WORK ORDER 1:
Reproduce the part of the El Nacional excerpt starting at "El Nacional has" and ending at "semi-finalist in 1985.".
WORK ORDER 2:
Name every club the El Nacional excerpt gives as a rival.

EXCERPT TO READ:
*****
Ecuadorian sports club

Club Deportivo El Nacional (until 2018 Club Especializado de Alto Rendimiento El Nacional) is an Ecuadorian sports club based in Quito, known best for their professional football team. The team currently plays in the Serie B, the second-tier football league in the country after being relegated from the Serie A in 2025.

El Nacional has thirteen national championships (one less than Emelec and three less than Barcelona). The club has participated in more Copa Libertadores than any other club in Ecuador with 22 appearances. Their best performance in the continental tournament was as a semi-finalist in 1985.

El Nacional was founded on 1 June 1964, and was administered by the Ecuadorian Military since the foundation until 2013, when the club celebrated its first democratic elections. The club has maintained a tradition of only playing Ecuadorian footballers, which has given them the nickname of Puros Criollos ("Pure Natives"). Rival clubs included crosstown clubs LDU Quito, Deportivo Quito, Universidad Católica and the Guayaquileans Barcelona and Emelec. Their home stadium is Estadio Olímpico Atahualpa.

Other sports the organization participates in are gymnastics, table tennis, Ecuavolley, chess, and shooting.

==History==
===The 1990s===
El Nacional produced some of the greatest players in Ecuador and won two more championships in 1992 and 1996 with the help of Cléber Chalá, Agustín Delgado, and Oswaldo Ibarra. They also disputed the semi-finals of the Copa Conmebol 1992 and the 1994 edition.
*****
SUPPLIED INFORMATION:
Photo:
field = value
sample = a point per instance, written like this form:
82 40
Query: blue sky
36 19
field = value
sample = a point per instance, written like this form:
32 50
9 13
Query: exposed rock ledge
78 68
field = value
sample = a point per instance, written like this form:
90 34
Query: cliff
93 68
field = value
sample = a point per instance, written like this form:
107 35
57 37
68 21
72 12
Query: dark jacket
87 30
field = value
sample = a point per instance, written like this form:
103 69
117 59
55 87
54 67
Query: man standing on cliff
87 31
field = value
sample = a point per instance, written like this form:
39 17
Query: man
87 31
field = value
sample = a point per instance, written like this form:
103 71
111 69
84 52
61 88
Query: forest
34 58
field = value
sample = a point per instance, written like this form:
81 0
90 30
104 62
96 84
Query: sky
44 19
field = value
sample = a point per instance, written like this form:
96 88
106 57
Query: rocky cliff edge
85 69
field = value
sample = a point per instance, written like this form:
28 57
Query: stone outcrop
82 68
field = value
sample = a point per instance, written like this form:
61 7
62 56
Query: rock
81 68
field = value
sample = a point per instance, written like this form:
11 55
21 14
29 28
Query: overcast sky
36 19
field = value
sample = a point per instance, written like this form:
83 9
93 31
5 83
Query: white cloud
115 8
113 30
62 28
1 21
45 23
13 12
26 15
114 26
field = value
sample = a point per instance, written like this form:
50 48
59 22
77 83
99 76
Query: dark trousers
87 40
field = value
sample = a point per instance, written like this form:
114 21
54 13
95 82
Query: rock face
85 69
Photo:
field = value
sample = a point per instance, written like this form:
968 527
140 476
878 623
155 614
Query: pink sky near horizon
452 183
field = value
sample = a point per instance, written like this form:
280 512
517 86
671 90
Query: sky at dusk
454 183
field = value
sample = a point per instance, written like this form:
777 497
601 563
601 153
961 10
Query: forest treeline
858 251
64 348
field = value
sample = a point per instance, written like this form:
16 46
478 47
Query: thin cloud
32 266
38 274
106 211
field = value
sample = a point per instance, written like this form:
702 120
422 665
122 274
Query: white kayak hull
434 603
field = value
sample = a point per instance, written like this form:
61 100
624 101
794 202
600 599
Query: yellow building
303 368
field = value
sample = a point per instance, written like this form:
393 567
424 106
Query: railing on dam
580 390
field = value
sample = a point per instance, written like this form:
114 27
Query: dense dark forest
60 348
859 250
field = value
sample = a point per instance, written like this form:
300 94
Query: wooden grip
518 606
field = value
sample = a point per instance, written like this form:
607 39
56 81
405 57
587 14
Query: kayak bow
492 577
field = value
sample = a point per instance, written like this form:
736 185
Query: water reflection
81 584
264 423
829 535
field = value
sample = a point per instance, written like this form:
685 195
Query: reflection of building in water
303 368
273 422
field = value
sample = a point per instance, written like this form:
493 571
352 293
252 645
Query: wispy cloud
*****
TASK OUTPUT 1:
El Nacional has thirteen national championships (one less than Emelec and three less than Barcelona). The club has participated in more Copa Libertadores than any other club in Ecuador with 22 appearances. Their best performance in the continental tournament was as a semi-finalist in 1985.

TASK OUTPUT 2:
LDU Quito, Deportivo Quito, Universidad Católica, Barcelona, Emelec